■ **OBJECTIVE**: Reproduce every line of the records below verbatim, with no changes.

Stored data
◆ ◆ ◆ ◆ ◆
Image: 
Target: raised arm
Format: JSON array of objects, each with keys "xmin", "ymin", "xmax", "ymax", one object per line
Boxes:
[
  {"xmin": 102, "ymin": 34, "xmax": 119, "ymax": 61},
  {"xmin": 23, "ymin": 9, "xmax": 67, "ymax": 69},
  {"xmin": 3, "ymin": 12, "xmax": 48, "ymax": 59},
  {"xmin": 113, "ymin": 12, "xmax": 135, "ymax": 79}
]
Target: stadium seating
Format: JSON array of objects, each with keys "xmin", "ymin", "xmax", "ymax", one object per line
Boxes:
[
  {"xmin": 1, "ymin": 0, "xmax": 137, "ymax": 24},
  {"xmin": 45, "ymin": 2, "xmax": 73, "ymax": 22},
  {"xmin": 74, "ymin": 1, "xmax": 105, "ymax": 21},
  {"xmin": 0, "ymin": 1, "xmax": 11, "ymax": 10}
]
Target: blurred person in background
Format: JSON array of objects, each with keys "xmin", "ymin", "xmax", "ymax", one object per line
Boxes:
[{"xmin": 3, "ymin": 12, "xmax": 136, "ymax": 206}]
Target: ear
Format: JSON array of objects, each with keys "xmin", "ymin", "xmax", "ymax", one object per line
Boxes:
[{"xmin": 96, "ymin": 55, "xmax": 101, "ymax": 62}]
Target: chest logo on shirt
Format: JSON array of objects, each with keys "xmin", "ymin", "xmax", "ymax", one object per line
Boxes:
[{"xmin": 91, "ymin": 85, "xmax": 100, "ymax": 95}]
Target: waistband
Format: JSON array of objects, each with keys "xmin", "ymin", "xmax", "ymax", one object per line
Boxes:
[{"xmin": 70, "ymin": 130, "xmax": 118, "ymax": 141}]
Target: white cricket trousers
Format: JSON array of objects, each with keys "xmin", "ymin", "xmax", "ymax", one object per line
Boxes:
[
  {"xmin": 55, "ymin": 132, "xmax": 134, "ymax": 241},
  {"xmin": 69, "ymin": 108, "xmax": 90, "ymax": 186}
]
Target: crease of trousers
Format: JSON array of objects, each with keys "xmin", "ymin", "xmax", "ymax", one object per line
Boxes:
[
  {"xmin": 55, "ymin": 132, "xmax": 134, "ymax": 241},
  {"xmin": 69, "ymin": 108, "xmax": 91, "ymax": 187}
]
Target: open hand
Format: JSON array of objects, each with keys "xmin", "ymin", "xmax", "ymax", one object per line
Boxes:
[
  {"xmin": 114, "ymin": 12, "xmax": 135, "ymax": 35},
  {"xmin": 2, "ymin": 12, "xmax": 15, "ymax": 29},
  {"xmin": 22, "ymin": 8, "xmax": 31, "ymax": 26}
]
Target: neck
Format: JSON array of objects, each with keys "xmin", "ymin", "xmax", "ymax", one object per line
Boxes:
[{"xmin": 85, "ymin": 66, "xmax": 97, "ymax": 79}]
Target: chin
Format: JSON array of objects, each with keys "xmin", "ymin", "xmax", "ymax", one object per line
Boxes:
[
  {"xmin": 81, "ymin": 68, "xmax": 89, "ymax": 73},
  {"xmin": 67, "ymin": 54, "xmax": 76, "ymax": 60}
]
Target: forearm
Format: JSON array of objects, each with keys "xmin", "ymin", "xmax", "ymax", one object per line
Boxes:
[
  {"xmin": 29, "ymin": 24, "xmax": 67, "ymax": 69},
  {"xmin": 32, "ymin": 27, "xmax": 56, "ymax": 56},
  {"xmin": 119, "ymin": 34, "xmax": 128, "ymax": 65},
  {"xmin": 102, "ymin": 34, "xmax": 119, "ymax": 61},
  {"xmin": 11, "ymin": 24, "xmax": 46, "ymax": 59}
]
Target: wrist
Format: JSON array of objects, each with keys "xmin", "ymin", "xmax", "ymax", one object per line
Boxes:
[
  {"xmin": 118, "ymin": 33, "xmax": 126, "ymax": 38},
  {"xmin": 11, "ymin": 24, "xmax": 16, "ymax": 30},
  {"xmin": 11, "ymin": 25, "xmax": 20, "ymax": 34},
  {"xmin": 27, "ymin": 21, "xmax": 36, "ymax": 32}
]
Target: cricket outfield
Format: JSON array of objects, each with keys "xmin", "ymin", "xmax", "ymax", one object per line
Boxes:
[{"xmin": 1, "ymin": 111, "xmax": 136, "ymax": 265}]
◆ ◆ ◆ ◆ ◆
■ **COMPLETE ANSWER**:
Image: 
Target: raised arm
Format: JSON array of objects, each with keys "xmin", "ymin", "xmax", "ymax", one object per line
Boxes:
[
  {"xmin": 102, "ymin": 34, "xmax": 119, "ymax": 61},
  {"xmin": 23, "ymin": 9, "xmax": 67, "ymax": 69},
  {"xmin": 3, "ymin": 12, "xmax": 48, "ymax": 59},
  {"xmin": 113, "ymin": 12, "xmax": 135, "ymax": 79}
]
Target: stadium seating
Format: JSON array of objects, each with keys "xmin", "ymin", "xmax", "ymax", one object per line
Boxes:
[
  {"xmin": 1, "ymin": 0, "xmax": 137, "ymax": 24},
  {"xmin": 45, "ymin": 2, "xmax": 73, "ymax": 22},
  {"xmin": 74, "ymin": 1, "xmax": 105, "ymax": 21},
  {"xmin": 0, "ymin": 1, "xmax": 11, "ymax": 10}
]
Target: blurred person in background
Format: JSON array of objects, each with keys "xmin", "ymin", "xmax", "ymax", one object per line
Boxes:
[{"xmin": 3, "ymin": 12, "xmax": 136, "ymax": 206}]
Target: ear
Format: JSON array of objects, each with keys "xmin", "ymin", "xmax", "ymax", one object per line
Boxes:
[{"xmin": 96, "ymin": 55, "xmax": 101, "ymax": 62}]
Target: chest logo on shirt
Format: JSON array of objects, each with keys "xmin", "ymin", "xmax", "ymax", one object per line
Boxes:
[{"xmin": 91, "ymin": 85, "xmax": 100, "ymax": 95}]
Target: waistband
Format: JSON array of objects, each with keys "xmin", "ymin", "xmax", "ymax", one object per line
Boxes:
[{"xmin": 70, "ymin": 130, "xmax": 118, "ymax": 141}]
Target: white cricket trousers
Format: JSON array of objects, each with keys "xmin", "ymin", "xmax", "ymax", one object per line
Boxes:
[
  {"xmin": 55, "ymin": 132, "xmax": 134, "ymax": 241},
  {"xmin": 69, "ymin": 108, "xmax": 90, "ymax": 186}
]
Target: crease of trousers
Format: JSON array of objects, each with keys "xmin", "ymin", "xmax", "ymax", one object per line
Boxes:
[
  {"xmin": 55, "ymin": 132, "xmax": 134, "ymax": 241},
  {"xmin": 69, "ymin": 108, "xmax": 91, "ymax": 187}
]
Target: open hand
Format: JSON array of objects, each with keys "xmin", "ymin", "xmax", "ymax", one object per line
Boxes:
[
  {"xmin": 114, "ymin": 12, "xmax": 135, "ymax": 35},
  {"xmin": 2, "ymin": 12, "xmax": 15, "ymax": 29},
  {"xmin": 22, "ymin": 8, "xmax": 31, "ymax": 26}
]
Target: neck
Format: JSON array of objects, each with keys "xmin", "ymin", "xmax", "ymax", one object per line
Boxes:
[{"xmin": 85, "ymin": 66, "xmax": 97, "ymax": 79}]
Target: chin
Format: JSON array of objects, each with keys "xmin", "ymin", "xmax", "ymax", one object per line
Boxes:
[
  {"xmin": 81, "ymin": 68, "xmax": 89, "ymax": 73},
  {"xmin": 67, "ymin": 54, "xmax": 76, "ymax": 60}
]
Target: forearm
Format: JSON array of objects, each with keys "xmin", "ymin", "xmax", "ymax", one object per line
Boxes:
[
  {"xmin": 29, "ymin": 24, "xmax": 67, "ymax": 69},
  {"xmin": 32, "ymin": 27, "xmax": 56, "ymax": 56},
  {"xmin": 119, "ymin": 34, "xmax": 128, "ymax": 65},
  {"xmin": 102, "ymin": 34, "xmax": 119, "ymax": 61},
  {"xmin": 11, "ymin": 24, "xmax": 46, "ymax": 59}
]
Target: wrist
Format: JSON array of objects, each with keys "xmin", "ymin", "xmax", "ymax", one object per line
Boxes:
[
  {"xmin": 118, "ymin": 33, "xmax": 126, "ymax": 38},
  {"xmin": 11, "ymin": 24, "xmax": 16, "ymax": 30},
  {"xmin": 11, "ymin": 25, "xmax": 20, "ymax": 34},
  {"xmin": 27, "ymin": 21, "xmax": 36, "ymax": 32}
]
Target: cricket outfield
Format: JSON array of objects, each with keys "xmin", "ymin", "xmax", "ymax", one object per line
Boxes:
[{"xmin": 1, "ymin": 111, "xmax": 136, "ymax": 265}]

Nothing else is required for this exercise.